=== TASK OBJECTIVE ===
Revise the lines below by changing every "rice dish" to "noodle dish", leaving all else exactly the same.

=== MATERIAL SUPPLIED ===
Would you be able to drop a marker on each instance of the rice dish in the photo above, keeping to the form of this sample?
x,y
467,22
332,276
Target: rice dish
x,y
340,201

=== REPLY TO THE TASK ===
Would you be able to drop a marker on each instance of the noodle dish in the photo above, keeping to the form of this sample?
x,y
467,22
332,276
Target: noodle dish
x,y
340,201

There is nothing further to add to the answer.